Restate word for word the lines from the one containing "Please point out the carriage" through the end of the listing below, with both ends included.

━━━━━━━━━━━━━━━━━━━━

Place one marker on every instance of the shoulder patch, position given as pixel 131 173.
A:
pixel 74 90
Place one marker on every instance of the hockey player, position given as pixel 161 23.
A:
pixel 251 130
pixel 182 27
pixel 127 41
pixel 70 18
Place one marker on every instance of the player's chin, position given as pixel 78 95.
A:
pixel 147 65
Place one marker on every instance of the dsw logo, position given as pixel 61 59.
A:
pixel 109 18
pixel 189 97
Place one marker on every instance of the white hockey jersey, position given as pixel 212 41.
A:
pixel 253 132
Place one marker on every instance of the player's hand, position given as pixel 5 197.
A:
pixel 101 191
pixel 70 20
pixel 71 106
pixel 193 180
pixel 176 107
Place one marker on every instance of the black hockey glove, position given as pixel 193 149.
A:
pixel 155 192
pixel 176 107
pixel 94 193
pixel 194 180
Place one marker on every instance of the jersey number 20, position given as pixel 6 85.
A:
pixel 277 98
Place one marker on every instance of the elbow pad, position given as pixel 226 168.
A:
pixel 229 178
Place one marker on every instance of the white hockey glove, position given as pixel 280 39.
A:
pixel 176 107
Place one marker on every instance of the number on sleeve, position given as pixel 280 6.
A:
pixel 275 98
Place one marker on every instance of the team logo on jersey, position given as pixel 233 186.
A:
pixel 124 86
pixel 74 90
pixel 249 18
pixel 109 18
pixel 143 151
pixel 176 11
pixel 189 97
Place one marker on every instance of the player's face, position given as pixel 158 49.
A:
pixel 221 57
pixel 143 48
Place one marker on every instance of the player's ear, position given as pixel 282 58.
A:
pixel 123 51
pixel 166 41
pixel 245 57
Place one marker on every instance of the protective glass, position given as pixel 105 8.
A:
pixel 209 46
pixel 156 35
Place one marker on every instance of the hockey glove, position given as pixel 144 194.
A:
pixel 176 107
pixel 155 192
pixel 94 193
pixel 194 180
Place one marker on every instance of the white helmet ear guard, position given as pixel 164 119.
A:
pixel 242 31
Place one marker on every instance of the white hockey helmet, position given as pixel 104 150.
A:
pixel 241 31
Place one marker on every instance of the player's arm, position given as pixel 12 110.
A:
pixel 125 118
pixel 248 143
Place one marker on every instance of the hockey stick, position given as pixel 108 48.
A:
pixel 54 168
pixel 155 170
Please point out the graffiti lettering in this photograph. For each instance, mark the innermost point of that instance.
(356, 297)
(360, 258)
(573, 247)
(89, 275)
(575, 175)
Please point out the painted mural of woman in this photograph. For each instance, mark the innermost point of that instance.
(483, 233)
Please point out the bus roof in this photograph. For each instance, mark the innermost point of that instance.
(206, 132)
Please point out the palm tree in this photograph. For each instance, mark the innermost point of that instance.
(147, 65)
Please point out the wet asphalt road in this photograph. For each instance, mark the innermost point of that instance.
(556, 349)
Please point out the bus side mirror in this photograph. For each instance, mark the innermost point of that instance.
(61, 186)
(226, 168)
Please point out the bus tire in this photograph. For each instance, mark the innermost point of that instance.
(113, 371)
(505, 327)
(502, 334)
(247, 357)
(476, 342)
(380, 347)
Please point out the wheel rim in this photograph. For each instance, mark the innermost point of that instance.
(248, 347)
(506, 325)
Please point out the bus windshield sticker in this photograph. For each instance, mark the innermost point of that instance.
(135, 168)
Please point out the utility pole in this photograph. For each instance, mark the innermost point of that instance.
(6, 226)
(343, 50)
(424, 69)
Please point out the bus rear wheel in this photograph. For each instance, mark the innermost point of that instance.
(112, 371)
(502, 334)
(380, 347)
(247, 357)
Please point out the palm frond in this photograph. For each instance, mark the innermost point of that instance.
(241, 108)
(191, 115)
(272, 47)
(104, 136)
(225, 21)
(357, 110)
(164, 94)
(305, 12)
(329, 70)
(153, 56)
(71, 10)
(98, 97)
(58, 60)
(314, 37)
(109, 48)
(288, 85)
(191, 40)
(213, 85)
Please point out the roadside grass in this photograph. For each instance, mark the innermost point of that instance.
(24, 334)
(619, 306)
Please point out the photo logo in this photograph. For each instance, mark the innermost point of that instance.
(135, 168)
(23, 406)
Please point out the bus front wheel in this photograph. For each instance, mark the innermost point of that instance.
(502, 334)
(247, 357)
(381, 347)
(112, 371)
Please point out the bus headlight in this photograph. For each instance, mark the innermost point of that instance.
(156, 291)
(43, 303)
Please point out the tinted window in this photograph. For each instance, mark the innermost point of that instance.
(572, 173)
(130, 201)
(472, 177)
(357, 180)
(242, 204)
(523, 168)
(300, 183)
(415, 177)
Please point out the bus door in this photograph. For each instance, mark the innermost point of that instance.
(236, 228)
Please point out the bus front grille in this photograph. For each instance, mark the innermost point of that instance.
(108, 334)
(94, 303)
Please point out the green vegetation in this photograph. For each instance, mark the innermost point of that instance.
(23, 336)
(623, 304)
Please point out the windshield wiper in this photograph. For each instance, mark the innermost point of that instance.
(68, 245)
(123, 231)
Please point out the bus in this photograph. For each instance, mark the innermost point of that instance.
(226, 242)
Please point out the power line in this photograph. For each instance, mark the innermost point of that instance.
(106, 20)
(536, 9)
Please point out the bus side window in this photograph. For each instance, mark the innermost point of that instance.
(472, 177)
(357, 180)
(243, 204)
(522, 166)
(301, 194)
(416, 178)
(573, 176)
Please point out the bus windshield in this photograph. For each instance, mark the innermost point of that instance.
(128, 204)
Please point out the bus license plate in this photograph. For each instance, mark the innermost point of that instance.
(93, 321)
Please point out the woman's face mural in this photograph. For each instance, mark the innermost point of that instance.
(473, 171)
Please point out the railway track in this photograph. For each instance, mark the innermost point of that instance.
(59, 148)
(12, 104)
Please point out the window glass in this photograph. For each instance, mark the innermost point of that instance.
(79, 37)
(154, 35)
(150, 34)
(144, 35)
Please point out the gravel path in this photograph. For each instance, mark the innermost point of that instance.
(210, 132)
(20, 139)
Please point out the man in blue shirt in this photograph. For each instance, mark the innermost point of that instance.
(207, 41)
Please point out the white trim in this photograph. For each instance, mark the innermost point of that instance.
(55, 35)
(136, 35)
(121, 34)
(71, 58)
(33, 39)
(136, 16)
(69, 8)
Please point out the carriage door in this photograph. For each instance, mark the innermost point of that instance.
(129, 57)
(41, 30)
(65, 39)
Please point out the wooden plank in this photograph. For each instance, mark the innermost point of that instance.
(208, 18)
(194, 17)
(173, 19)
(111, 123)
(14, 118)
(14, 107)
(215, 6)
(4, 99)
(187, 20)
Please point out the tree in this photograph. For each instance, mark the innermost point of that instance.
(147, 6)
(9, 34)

━━━━━━━━━━━━━━━━━━━━

## Response below
Please point out the carriage door in this photograph. For each instance, mark the innermost point of that instance.
(129, 57)
(41, 30)
(65, 39)
Please point out the wooden plank in this photograph. For each instance, mark the innermost point of that instance.
(208, 18)
(194, 17)
(173, 19)
(111, 123)
(14, 118)
(14, 107)
(215, 6)
(4, 99)
(187, 20)
Please point out the tree in this photograph. For each instance, mark the innermost point of that instance.
(147, 6)
(9, 34)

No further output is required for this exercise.